## Extracted material

—————

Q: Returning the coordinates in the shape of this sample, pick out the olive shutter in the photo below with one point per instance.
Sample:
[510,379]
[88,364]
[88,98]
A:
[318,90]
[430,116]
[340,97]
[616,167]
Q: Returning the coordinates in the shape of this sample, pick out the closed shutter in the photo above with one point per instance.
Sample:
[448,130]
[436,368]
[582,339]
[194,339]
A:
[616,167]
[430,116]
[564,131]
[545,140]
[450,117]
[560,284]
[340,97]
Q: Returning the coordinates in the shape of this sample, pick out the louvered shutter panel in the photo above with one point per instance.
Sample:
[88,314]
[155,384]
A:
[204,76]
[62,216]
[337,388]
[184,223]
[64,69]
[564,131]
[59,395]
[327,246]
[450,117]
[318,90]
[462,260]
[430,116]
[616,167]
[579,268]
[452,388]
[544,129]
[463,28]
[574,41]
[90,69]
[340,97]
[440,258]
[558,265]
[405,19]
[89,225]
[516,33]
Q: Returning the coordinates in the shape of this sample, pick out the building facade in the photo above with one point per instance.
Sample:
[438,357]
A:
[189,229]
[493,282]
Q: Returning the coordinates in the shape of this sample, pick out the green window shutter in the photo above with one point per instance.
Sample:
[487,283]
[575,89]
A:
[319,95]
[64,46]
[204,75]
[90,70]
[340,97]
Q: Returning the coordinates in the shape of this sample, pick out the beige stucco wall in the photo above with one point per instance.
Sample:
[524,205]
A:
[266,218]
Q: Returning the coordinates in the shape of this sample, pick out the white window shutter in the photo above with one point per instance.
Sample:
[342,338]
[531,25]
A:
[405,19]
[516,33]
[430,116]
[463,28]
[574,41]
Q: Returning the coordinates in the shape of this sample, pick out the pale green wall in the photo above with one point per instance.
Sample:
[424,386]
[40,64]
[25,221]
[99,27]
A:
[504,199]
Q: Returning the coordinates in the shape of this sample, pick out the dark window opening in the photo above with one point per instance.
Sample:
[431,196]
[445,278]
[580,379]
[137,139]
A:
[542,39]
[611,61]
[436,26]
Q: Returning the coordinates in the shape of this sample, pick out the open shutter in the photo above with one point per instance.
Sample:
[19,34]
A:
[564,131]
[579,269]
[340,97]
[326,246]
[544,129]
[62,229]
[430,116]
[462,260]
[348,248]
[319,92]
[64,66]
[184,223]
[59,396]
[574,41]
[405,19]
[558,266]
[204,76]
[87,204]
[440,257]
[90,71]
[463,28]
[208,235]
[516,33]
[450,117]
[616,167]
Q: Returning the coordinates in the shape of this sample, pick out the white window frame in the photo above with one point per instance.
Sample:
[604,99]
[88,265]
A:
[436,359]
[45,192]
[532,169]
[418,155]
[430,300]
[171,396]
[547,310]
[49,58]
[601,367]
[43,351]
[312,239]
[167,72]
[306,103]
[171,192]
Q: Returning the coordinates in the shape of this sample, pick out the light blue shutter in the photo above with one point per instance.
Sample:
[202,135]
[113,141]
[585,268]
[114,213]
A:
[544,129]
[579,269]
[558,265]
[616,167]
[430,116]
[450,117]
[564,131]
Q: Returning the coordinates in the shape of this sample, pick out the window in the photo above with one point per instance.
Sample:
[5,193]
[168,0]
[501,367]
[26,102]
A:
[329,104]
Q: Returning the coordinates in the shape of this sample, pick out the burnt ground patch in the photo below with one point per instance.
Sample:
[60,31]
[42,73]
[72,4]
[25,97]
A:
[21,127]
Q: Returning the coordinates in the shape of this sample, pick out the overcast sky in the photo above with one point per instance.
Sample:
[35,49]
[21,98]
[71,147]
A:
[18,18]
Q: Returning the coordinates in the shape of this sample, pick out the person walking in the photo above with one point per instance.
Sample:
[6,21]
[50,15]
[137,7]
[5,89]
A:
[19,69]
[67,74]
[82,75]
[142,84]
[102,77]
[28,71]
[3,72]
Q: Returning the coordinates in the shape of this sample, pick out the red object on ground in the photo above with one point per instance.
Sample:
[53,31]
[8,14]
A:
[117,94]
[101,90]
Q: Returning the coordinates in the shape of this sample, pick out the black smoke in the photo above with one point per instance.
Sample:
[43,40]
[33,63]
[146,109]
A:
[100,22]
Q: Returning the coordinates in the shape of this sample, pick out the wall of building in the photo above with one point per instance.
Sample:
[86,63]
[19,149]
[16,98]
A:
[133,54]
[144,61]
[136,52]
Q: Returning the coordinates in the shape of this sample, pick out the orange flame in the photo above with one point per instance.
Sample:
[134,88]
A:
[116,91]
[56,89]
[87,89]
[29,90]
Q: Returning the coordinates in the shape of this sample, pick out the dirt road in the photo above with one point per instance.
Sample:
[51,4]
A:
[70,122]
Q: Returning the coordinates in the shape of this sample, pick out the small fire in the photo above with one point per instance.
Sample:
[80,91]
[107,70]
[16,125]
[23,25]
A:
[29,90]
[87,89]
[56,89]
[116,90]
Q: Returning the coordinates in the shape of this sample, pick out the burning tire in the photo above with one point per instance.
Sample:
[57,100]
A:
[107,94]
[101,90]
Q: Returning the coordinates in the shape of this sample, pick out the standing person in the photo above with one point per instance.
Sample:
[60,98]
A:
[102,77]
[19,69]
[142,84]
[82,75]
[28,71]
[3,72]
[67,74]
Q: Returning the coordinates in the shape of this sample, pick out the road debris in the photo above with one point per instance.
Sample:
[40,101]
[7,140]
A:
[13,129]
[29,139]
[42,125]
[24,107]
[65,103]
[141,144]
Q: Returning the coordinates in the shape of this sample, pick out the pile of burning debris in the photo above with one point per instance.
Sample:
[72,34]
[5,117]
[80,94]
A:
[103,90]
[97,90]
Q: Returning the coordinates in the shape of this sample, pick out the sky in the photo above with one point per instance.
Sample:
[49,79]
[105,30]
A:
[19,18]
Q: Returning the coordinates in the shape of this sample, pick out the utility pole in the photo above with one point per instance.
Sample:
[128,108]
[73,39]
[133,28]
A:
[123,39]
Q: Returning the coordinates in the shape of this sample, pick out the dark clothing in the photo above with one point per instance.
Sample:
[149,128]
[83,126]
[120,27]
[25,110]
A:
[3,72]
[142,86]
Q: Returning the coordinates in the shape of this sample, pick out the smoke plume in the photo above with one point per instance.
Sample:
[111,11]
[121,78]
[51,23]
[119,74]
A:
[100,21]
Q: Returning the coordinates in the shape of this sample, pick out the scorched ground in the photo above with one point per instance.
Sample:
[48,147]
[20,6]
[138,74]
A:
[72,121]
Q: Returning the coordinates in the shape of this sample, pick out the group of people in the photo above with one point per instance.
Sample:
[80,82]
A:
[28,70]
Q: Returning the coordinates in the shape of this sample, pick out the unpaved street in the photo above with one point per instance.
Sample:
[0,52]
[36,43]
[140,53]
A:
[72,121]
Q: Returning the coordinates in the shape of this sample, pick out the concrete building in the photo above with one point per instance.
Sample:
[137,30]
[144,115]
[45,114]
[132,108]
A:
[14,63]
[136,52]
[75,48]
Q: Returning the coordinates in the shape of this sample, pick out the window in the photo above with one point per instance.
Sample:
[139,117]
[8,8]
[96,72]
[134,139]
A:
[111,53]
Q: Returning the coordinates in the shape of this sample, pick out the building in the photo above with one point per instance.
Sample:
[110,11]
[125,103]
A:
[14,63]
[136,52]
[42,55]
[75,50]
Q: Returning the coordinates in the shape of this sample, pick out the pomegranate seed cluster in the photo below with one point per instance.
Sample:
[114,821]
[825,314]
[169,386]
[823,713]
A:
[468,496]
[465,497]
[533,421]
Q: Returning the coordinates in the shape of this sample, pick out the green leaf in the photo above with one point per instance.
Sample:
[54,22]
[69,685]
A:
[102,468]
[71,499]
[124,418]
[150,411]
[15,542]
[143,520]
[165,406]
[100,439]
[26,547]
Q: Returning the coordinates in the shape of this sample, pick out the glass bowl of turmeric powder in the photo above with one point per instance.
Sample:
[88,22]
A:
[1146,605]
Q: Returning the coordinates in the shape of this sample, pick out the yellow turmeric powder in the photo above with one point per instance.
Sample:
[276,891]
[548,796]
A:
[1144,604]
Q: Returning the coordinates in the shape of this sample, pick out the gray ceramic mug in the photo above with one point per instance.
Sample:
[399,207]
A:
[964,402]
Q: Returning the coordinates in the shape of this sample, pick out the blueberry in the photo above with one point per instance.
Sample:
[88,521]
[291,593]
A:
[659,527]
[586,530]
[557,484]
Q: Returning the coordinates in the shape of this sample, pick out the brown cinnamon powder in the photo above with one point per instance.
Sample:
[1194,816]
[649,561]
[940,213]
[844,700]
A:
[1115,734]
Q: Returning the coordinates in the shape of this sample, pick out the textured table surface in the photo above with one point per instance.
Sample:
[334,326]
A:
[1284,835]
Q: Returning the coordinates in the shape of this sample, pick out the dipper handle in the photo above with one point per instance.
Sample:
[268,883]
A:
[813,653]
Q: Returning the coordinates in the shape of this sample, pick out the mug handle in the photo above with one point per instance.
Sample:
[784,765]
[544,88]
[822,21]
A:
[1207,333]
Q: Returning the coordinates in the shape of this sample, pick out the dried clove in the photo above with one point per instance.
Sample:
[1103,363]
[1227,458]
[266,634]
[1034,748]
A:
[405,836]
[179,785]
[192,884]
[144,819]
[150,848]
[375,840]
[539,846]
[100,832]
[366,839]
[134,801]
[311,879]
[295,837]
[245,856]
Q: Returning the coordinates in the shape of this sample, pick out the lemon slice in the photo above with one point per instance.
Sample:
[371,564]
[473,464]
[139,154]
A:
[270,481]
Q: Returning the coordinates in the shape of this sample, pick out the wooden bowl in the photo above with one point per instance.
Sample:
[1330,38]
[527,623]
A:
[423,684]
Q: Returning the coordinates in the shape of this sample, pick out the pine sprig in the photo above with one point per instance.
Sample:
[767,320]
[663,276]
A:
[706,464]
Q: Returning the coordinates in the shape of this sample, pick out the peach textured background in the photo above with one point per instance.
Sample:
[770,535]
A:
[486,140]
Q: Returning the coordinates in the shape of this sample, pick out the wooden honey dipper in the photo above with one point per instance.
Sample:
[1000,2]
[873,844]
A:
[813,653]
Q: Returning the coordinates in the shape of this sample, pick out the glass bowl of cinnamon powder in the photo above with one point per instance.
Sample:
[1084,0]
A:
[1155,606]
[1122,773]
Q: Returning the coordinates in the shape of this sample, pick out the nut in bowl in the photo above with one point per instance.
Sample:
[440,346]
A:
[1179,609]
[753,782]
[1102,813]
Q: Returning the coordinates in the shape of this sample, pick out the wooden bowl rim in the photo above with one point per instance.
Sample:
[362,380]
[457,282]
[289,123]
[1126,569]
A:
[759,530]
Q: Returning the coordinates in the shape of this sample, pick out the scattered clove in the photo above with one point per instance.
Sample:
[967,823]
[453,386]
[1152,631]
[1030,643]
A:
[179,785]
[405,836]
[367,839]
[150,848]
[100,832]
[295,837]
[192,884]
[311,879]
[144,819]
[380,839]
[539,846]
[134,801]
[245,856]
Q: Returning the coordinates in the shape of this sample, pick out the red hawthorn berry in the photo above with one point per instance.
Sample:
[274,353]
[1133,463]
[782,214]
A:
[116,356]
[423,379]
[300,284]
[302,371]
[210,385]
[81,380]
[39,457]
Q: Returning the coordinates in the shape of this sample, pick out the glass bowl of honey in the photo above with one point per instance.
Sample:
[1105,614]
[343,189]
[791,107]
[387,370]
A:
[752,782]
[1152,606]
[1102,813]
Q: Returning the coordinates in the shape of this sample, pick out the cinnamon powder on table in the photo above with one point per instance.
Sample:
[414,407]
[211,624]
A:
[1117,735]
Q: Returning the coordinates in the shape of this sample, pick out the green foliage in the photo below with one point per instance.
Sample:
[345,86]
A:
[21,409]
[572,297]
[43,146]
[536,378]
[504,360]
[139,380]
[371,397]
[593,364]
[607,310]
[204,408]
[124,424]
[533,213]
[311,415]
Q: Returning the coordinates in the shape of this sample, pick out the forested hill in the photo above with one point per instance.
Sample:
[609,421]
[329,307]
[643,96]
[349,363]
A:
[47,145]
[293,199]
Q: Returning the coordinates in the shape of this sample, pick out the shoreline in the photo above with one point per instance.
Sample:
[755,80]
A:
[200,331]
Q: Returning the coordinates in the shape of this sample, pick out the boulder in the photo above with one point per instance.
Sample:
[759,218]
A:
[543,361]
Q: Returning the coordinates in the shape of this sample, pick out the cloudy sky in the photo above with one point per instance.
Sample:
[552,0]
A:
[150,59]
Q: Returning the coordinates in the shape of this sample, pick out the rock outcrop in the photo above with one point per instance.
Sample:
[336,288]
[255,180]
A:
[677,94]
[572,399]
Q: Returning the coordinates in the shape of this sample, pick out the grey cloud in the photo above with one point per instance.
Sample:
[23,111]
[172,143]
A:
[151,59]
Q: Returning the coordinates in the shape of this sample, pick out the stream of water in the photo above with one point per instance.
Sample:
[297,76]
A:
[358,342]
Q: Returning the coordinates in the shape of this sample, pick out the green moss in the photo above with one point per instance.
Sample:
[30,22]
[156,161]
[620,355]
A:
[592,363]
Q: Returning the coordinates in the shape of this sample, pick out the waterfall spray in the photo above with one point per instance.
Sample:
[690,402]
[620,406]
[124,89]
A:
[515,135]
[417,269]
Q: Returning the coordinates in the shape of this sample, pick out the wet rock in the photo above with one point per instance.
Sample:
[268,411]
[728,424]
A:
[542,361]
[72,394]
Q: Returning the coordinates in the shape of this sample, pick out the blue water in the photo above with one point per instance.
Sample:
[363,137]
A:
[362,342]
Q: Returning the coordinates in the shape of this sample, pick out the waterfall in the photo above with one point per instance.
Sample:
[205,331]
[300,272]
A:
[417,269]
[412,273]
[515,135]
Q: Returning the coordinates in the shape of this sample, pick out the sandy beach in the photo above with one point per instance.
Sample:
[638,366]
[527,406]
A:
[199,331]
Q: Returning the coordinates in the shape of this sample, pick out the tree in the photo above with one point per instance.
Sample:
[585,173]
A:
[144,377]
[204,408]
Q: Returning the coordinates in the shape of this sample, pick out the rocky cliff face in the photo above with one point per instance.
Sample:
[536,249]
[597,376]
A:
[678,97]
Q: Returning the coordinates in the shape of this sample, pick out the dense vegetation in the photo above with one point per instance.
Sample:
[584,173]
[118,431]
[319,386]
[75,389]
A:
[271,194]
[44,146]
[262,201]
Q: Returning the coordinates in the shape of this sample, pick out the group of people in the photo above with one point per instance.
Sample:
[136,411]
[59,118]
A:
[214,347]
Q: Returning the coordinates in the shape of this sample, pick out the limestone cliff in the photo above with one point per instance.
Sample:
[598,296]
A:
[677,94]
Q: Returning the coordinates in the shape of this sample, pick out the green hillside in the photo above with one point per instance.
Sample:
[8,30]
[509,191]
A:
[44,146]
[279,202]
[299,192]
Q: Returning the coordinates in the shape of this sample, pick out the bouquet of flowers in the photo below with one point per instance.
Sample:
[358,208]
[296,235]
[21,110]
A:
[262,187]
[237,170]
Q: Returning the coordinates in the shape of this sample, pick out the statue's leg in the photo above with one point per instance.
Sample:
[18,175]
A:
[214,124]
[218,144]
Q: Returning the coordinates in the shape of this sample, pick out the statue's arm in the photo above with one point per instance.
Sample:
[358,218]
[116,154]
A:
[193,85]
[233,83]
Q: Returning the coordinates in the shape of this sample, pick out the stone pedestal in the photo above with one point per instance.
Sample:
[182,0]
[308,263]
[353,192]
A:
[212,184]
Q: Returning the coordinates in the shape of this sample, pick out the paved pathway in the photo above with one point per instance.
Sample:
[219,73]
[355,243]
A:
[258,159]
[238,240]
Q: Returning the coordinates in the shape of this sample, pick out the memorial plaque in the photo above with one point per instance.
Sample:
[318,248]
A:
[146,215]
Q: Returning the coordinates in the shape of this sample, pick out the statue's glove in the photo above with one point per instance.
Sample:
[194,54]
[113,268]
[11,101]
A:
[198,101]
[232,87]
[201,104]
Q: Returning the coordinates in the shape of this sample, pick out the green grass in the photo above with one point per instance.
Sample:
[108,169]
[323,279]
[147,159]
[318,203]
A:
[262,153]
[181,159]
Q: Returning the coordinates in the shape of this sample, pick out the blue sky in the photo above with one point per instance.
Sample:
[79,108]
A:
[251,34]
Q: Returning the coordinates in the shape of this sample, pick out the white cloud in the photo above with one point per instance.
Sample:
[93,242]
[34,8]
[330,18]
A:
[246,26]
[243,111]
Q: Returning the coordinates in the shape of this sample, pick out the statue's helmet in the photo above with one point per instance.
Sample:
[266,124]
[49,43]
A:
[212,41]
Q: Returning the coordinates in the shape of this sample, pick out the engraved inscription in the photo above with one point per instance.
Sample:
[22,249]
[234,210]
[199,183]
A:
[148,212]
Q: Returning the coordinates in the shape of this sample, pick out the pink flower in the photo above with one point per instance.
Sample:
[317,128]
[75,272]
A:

—————

## Problem description
Only the lines from the one that contains "out the paved" to the end of the data should be output, exactly as they appear.

## Expected output
Q: Returning the coordinates in the shape of this sample, pick out the paved pathway in the photo above with one point per instance.
Sample:
[219,73]
[355,243]
A:
[258,159]
[238,240]
Q: Returning the coordinates in the shape of this sample, pick out the memorial plaque in the photo above with one point per instance.
Sample:
[318,248]
A:
[146,215]
Q: Returning the coordinates in the shape of this sample, pick out the statue's glove in the photo above with one point per instance.
Sample:
[194,54]
[113,268]
[11,101]
A:
[198,101]
[232,87]
[201,104]
Q: Returning the coordinates in the shape of this sample, pick out the green grass in the photo above with one point per instance.
Sample:
[108,169]
[323,279]
[147,159]
[318,203]
A:
[262,153]
[181,159]
Q: Returning the coordinates in the shape of this sample, pick out the blue sky in the photo above with one point per instance.
Sample:
[79,108]
A:
[251,34]
Q: Returning the coordinates in the shape of this sample, pick out the white cloud in the photo above with one point per instance.
Sample:
[93,242]
[34,8]
[330,18]
A:
[246,26]
[243,111]
Q: Returning the coordinates in the shape of this sample, pick out the statue's helmet in the photo above with one point per instance.
Sample:
[266,124]
[49,43]
A:
[212,41]
Q: Returning the coordinates in the shape of this sample, pick out the engraved inscription in the photo above with one point per instance.
Sample:
[22,249]
[234,210]
[199,183]
A:
[148,212]
Q: Returning the coordinates in the shape of this sample, pick out the pink flower in the photo above with one point per instance.
Sample:
[317,128]
[75,272]
A:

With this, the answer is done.